## DOCUMENT EXCERPT

*** Block opens ***

Saleh Ali: Terrorism Doesn’t Need Organization
Saleh Ali: Terrorism Doesn’t Need Organization
A few days ago, police in Brea, CA charged a knuckle-dragging apparent extremist neanderthal with four felonies related to the explosive devices they found in his car during a routine traffic stop because of an expired vehicle registration. The suspect, Saleh Ali, was arrested, and police claimed there was “no evidence at the time that the defendant has any ties to a terrorist organization.” A few of my friends made some sarcastic comments about this, because with a name like Saleh Ali, he was quite obviously Amish or at the very least a Catholic, right?
But many are also curious why police seem to always claim that they see no ties to terrorist organizations when they arrest these quite obviously terrorist assholes. The answer is probably a bit complicated, because although ISIS and al-Qa’ida are still active and more than willing to launch attacks on western interests, more than ever they rely on inspired malcontents to carry out attacks – cretins who access their content online, who are perpetually aggrieved and dissatisfied with their lives, and who blame the United States on their lousy lot because it has to be RACISM! WARONISLAM! VICTIMHOOD!
ISIS has lost a lot of ground since last year, and according to Foreign Policy magazine, the Islamic State’s revenues have been slashed by 80 percent after it lost roughly two-thirds of its territory.
“Territorial losses are the main factor contributing to the Islamic State’s loss of revenue,” said Ludovico Carlino, senior Middle East analyst at IHS Markit. “Losing control of the heavily populated Iraqi city of Mosul, and oil rich areas in the Syrian provinces of Raqqa and Homs, has had a particularly significant impact on the group’s ability to generate revenue.”
It costs money to send operatives outside its region, and given ISIS’s territorial and financial losses, it’s much more cost effective to radicalize individuals who are already present here in the US and in the West writ large. No passport costs, no transportation costs, no paying off sketchy guys who make fraudulent passports, no bribes to corrupt border and immigration officials to create false identities or supply documentation that will enable them to travel under the Visa Waiver Program, and no paying for their room and board once they get here.
It’s pretty easy for anyone with an Internet connection to find extremist propaganda online, and both ISIS and AQ have a pretty extensive online presence, and ISIS in particular has stepped up those efforts – especially after last year’s losses in Iraq and Syria.

*** Block closes ***

## AVAILABLE DATA
*** Block opens ***

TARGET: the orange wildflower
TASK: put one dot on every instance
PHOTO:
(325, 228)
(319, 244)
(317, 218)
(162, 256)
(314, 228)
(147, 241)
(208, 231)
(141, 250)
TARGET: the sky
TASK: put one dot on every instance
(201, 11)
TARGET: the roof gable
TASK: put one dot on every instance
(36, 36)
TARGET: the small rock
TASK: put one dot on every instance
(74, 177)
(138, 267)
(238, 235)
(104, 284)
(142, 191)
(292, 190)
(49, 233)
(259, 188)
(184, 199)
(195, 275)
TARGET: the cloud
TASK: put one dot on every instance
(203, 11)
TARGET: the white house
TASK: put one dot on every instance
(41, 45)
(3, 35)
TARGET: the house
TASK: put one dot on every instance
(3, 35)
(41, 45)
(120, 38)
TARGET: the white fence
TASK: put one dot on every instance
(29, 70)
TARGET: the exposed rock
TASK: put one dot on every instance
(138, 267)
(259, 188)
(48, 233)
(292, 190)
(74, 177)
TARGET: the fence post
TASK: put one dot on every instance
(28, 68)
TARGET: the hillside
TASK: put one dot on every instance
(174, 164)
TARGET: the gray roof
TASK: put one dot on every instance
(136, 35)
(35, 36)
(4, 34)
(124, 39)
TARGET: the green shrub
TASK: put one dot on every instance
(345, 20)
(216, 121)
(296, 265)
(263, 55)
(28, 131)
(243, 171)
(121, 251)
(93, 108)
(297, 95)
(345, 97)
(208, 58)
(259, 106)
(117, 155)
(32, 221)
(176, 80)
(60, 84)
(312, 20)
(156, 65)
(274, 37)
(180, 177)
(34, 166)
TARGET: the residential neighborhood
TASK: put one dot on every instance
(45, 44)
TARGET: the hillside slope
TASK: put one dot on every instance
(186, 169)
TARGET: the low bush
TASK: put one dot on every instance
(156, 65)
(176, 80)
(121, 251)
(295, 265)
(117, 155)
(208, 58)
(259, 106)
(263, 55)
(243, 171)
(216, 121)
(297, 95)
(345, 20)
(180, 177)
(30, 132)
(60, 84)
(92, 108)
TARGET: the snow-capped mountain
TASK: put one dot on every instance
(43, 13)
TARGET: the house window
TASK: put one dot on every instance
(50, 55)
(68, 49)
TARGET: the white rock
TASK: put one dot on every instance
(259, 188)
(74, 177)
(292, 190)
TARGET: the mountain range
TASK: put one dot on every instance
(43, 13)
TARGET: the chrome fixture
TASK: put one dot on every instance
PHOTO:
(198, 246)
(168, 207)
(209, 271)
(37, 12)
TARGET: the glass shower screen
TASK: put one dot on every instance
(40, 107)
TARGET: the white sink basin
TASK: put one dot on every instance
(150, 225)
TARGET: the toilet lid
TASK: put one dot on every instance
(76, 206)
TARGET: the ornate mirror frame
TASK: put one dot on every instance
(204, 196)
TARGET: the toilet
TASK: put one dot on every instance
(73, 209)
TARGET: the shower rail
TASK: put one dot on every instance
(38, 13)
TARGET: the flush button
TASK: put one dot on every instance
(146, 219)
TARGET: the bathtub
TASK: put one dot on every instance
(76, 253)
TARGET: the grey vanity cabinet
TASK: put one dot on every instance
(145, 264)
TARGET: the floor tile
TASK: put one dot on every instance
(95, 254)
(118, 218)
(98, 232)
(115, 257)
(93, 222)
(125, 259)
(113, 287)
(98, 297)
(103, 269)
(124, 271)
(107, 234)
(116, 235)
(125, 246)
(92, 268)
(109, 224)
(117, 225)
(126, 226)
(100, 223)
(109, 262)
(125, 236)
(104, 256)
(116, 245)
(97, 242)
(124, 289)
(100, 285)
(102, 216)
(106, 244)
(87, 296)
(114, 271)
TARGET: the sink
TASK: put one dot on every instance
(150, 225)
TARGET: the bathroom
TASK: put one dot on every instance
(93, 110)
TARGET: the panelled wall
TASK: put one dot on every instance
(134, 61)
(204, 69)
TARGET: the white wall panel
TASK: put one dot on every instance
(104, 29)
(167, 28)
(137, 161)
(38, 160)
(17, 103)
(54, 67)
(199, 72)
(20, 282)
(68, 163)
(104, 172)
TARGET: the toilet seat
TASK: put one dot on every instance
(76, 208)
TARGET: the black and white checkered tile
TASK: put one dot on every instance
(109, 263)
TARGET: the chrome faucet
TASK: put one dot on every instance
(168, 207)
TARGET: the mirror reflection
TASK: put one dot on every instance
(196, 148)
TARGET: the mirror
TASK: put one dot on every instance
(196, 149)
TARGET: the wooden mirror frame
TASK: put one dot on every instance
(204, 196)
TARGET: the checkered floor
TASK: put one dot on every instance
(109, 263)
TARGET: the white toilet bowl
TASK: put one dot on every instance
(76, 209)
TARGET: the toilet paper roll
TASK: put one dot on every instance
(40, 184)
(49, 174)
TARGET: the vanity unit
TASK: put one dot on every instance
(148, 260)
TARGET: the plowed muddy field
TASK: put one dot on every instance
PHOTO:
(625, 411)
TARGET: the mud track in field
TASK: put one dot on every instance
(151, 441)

*** Block closes ***

## REQUIREMENT
Please continue the article on Saleh Ali's arrest, starting after its last sentence. The items are separate material, unrelated to the article on Saleh Ali's arrest.

## EXPECTED ANSWER
The content has changed significantly since the loss of Raqqa, formerly home to the group’s official media division and production facilities. Gone are the glossy Isis magazines and slick videos extolling the virtues of life under militant Islamist rule. In their place is a steady stream of incitements, nearly all of them aimed at offering encouragement and detailed instructions for carrying out terrorist attacks.
So when the extremists here take it upon themselves to demonstrate their displeasure with their lot in life by staging attacks, they don’t need a terrorist affiliation. They don’t need formal ties to terrorist organizations. They need a computer and an internet connection. And that’s why law enforcement will many times confirm that there is not link to terrorist organizations, because ISIS and AQ probably won’t even know these troglodytes exist until they launch an attack, at which point the terrorist group can claim responsibility and laud the malcontent for striking at the enemy.
I doubt this means the police are somehow trying to downplay the terrorism angle.
It simply means they have found no connection to any formal terrorist organization, even though they may be guided or inspired by ISIS or others.
Omar Mateen – the perpetrator of the Pulse nightclub shooting was inspired by ISIS.
The murderer who killed US military personnel in Tennessee was inspired by al-Qa’ida.
Tnuza Hassan, who set several fires to her former university campus in Minnesota, was angry because of the US military’s intervention in Iraq and Afghanistan, inspired by al-Qa’ida.
And on and on and on. Terrorists no longer have to be formal operatives or have direct operational support from a foreign terrorist organization, but they are still terrorists and should be treated as such.
In Ali’s case, this this is not his first brush with the law. He was arrested in 2003 for aggravated assault with serious bodily injury and terrorist threats in New Jersey, and given his past record and the type of explosives found in the car, the Orange County Intelligence Assessment Center was notified.